◆ Problem description
The entries below are to be copied exactly, with nothing left out.

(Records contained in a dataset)
----------
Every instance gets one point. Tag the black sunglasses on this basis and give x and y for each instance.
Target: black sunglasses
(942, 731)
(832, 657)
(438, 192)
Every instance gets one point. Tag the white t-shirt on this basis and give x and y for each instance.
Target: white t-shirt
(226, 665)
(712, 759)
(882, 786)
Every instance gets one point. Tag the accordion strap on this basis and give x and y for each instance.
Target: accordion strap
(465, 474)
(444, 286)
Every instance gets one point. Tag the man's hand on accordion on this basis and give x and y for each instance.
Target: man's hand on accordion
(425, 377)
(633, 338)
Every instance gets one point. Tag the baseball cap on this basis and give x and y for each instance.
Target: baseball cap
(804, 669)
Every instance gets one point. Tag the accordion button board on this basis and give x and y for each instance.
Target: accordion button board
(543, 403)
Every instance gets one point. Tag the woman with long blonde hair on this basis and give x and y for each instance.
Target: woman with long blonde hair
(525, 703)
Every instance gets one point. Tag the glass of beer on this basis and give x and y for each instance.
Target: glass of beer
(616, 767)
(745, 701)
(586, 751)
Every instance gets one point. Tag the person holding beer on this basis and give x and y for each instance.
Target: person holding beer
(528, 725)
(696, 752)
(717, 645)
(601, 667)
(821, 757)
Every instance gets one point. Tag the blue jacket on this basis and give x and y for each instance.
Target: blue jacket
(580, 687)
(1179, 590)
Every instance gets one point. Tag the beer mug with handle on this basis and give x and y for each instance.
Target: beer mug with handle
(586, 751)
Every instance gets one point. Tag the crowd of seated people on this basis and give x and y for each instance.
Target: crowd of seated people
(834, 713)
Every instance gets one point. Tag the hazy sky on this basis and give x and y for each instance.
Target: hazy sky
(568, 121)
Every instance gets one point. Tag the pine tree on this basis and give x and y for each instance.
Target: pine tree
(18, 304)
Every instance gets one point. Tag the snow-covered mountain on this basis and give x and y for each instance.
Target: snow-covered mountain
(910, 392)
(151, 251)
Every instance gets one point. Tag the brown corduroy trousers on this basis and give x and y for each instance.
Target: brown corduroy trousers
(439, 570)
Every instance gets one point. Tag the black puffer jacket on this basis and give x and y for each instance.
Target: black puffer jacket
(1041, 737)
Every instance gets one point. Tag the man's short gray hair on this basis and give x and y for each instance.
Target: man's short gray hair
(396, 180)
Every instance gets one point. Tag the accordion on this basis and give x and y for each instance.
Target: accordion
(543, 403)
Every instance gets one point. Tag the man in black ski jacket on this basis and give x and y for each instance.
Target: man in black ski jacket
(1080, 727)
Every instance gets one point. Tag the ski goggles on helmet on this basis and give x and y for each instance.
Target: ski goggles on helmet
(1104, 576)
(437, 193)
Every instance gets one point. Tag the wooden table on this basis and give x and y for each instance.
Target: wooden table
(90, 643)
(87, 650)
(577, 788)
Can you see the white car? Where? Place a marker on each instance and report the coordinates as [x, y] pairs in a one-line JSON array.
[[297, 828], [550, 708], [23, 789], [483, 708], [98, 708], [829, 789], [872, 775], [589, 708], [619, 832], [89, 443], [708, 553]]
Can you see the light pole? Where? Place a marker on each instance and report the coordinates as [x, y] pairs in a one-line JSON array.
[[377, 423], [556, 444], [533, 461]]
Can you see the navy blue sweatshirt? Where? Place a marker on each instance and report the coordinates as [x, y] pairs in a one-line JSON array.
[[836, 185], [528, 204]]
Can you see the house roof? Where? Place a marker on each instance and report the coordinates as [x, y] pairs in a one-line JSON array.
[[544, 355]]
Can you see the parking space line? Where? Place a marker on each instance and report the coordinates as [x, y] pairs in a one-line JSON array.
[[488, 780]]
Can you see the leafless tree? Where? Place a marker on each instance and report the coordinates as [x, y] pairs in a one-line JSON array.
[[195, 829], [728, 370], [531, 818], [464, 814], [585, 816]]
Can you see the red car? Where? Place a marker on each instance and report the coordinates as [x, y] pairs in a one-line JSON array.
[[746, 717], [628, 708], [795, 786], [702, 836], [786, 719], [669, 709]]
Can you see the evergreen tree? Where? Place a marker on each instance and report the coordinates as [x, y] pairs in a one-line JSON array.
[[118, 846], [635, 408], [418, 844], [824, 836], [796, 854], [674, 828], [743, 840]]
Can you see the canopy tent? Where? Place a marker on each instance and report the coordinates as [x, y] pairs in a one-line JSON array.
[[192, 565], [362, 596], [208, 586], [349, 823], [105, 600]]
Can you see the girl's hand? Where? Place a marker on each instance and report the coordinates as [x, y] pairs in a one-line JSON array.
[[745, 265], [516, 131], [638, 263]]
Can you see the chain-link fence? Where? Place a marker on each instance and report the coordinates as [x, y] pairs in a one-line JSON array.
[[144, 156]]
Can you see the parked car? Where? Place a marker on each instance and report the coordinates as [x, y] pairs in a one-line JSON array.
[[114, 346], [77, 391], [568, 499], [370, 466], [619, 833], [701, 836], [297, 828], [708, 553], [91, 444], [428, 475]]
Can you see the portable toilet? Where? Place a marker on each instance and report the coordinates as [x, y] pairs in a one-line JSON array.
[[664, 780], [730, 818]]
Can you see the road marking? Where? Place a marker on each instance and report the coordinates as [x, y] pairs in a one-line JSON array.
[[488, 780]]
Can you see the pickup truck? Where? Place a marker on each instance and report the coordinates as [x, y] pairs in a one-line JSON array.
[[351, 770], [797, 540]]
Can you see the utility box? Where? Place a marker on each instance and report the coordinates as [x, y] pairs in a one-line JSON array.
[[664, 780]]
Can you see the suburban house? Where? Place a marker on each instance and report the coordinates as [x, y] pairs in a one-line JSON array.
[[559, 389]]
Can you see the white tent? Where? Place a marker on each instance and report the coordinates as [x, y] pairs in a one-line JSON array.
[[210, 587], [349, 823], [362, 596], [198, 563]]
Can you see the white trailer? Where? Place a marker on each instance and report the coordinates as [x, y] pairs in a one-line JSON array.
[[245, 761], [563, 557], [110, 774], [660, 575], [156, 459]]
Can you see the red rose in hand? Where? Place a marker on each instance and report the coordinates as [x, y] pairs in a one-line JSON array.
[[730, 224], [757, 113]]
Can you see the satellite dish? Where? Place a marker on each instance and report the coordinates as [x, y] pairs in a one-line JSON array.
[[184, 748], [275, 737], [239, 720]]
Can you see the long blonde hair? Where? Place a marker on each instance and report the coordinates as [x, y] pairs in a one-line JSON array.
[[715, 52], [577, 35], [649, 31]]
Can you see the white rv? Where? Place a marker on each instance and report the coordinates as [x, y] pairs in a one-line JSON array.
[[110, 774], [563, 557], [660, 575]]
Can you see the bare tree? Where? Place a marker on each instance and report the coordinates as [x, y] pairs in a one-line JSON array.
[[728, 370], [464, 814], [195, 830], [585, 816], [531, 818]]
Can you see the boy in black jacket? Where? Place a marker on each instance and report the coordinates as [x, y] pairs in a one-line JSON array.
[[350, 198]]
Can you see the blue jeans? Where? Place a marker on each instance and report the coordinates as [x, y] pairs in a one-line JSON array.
----------
◆ Exercise output
Every instance gets one point. Tag the black sunglasses on this basis and give x and y for each instance.
Target: black sunglasses
(942, 731)
(832, 657)
(438, 192)
Every instance gets one point. Tag the white t-shirt on this basis and give x and y for each instance.
Target: white t-shirt
(226, 665)
(712, 759)
(882, 786)
Every instance gets one point. Tag the accordion strap on this basis and give x and y for each instance.
Target: accordion strap
(465, 474)
(444, 286)
Every instance gets one point. Tag the man's hand on accordion on this basis and give x and y for each instance.
Target: man's hand on accordion
(425, 377)
(633, 338)
Every instance gets one point. Tag the baseball cap on this basis and give x and y for each instance.
Target: baseball cap
(804, 669)
Every instance gets one point. Tag the accordion button board on this basis and give x and y for each instance.
Target: accordion button board
(543, 403)
Every instance gets one point. Tag the woman with long blonde hair on this basis and give x and y for each instance.
Target: woman with long blonde hair
(525, 703)
Every instance gets one point. Tag the glass of beer on this basis and give x and y for each instance.
Target: glass of beer
(616, 767)
(745, 701)
(586, 751)
Every instance gets one point. Tag the person holding beer on this basis and give x and y for each instance.
Target: person holding beer
(528, 725)
(696, 752)
(717, 645)
(601, 667)
(821, 757)
Every instance gets one point. Tag the blue jacket on this basis and give x and y for each instance.
Target: blue jacket
(580, 687)
(1179, 590)
Every instance gets one point. Tag the beer mug with handle on this basis and give x and y for each instance.
Target: beer mug with handle
(586, 751)
Every instance gets one point. Tag the crowd of seated people on this basis and give x and y for each instance.
Target: crowd of seated people
(834, 713)
Every instance gets one point. Tag the hazy sky on this basis and give x and y for each instance.
Target: hazy sky
(568, 121)
Every instance gets one point. Tag the pine tree on this basis and give x and y for each instance.
Target: pine tree
(18, 304)
Every instance gets one point. Tag the snow-covered mountain on this basis and give x and y for each instance.
Target: snow-covered mountain
(910, 392)
(151, 251)
Every instance gets one point. Tag the brown corduroy trousers on this basis and give x and y for each instance.
Target: brown corduroy trousers
(439, 570)
Every instance gets one point. Tag the black puffer jacket on this basis and give x and y for each instance.
Target: black puffer jacket
(1041, 737)
Every instance gets one point. Tag the man's short gray hair on this basis and give x and y for each instance.
Target: man's short gray hair
(396, 180)
Every instance gets one point. Tag the accordion on this basis and give x and y for each instance.
Target: accordion
(543, 403)
Every instance gets one point. Tag the man in black ski jacket on this basis and give x and y for each instance.
Target: man in black ski jacket
(1080, 727)
Every instance gets one point. Tag the ski goggles on helmet on this basis and give x and y for each instance.
Target: ski goggles on helmet
(1104, 576)
(437, 193)
Every instance gets one point. Tag the wooden table on this basis and give x and y for each instance.
Target: wooden table
(90, 643)
(87, 650)
(577, 788)
Can you see the white car? Where? Place a marker on each instance and report the coordinates as [x, y] pairs in a one-line JSON array.
[[297, 828], [550, 708], [23, 789], [483, 708], [98, 708], [829, 789], [872, 775], [589, 708], [619, 832], [89, 443], [708, 553]]
Can you see the light pole? Where? Place a marker on each instance and report the coordinates as [x, y] pairs in a one-line JSON array.
[[377, 423], [556, 444], [533, 461]]
Can you see the navy blue sweatshirt? Where? Place a marker on each instance and report the coordinates as [x, y] pairs in a one-line JSON array.
[[836, 185], [528, 204]]
Can you see the house roof? Where? Place a marker on each instance and report the coordinates as [x, y] pairs in a one-line JSON array.
[[544, 355]]
Can you see the parking space line? Where? Place a marker on each instance and report the coordinates as [x, y] pairs in a one-line JSON array.
[[488, 780]]
Can you see the leafless tree? Where? Place a marker on each instance and report the coordinates as [x, y] pairs in a one-line JSON array.
[[195, 829], [728, 370], [531, 818], [464, 814], [585, 816]]
Can you see the red car? Where? Place a marker on each instance and report the coordinates as [x, y] pairs in a one-line JSON array.
[[746, 717], [628, 708], [795, 786], [702, 836], [786, 719], [669, 709]]
Can you see the evergreen tree? Where? Place a marker on each instance and report the coordinates as [x, y] pairs in a one-line JSON array.
[[118, 846], [635, 408], [418, 844], [824, 836], [796, 854], [674, 828], [743, 840]]
Can you see the canopy tent? Where? Place a marker on each instance and report the coordinates as [x, y] pairs in a one-line JSON array.
[[192, 565], [362, 596], [208, 586], [349, 823], [105, 600]]
Can you see the girl's hand? Where? Place a marker on each instance and report the coordinates as [x, y] pairs in a one-line JSON array.
[[745, 265], [516, 131], [638, 263]]
Can you see the chain-link fence? Where? Place a marker on each instance and report the coordinates as [x, y] pairs in a one-line JSON array.
[[144, 156]]
Can you see the parked car? Where? Place a marker on each instance and report the coordinates as [x, y] pairs in a one-line JSON array.
[[114, 346], [77, 391], [568, 499], [370, 466], [619, 833], [701, 836], [297, 828], [708, 553], [91, 444], [428, 475]]
Can you see the portable toilet? Where? Place a marker on each instance and report the coordinates as [x, y] pairs in a one-line JSON array.
[[664, 780], [730, 818]]
Can you see the road marking? Where? Place a marker on each instance and report the coordinates as [x, y] pairs in a one-line JSON array.
[[488, 780]]
Can you see the pickup truck? Where? Place a marker on each instance and report the coordinates as [x, y] pairs in a one-line JSON array.
[[351, 770], [797, 540]]
Can you see the utility box? Where? Place a marker on each instance and report the coordinates as [x, y] pairs in a one-line JSON array.
[[664, 780]]
Can you see the suburban house? Where? Place a marker on each instance and report the coordinates as [x, y] pairs in a one-line JSON array.
[[559, 389]]
Can you see the white tent? Where? Place a marker on each instance and report the coordinates as [x, y] pairs in a one-line JSON array.
[[210, 587], [349, 823], [362, 596], [198, 563]]
Can you see the white trailer? Where? Place a marker on each instance and report the coordinates as [x, y] pairs in a one-line JSON array.
[[245, 761], [563, 557], [110, 774], [660, 575], [156, 459]]
Can you see the red rose in hand? Where? Place a marker on each instance and report the coordinates as [x, y] pairs in a one-line JSON array.
[[730, 224], [757, 113]]
Can you see the satellite dish? Where? Place a marker on each instance and report the coordinates as [x, y] pairs in a one-line JSON array.
[[184, 748], [275, 737], [239, 720]]
Can you see the long blonde hair? Where? Place a marker on each instance and report the coordinates as [x, y] pairs in a one-line JSON array.
[[715, 52], [577, 35], [649, 31]]
Can you see the white rv? Where? Place a marker on each instance and report the coordinates as [x, y] pairs in a one-line JSON array.
[[110, 774], [563, 557], [660, 575]]
Can you see the bare tree? Where? Place a marker on each instance and report the coordinates as [x, y] pairs in a one-line JSON array.
[[728, 370], [464, 814], [195, 830], [585, 816], [531, 818]]
Can you see the boy in black jacket? Where? Place a marker on each instance and report the coordinates as [x, y] pairs in a one-line JSON array.
[[350, 198]]
Can you see the blue jeans? Where? Place a marker on each instance and report the coordinates as [x, y] pairs in a one-line JSON array.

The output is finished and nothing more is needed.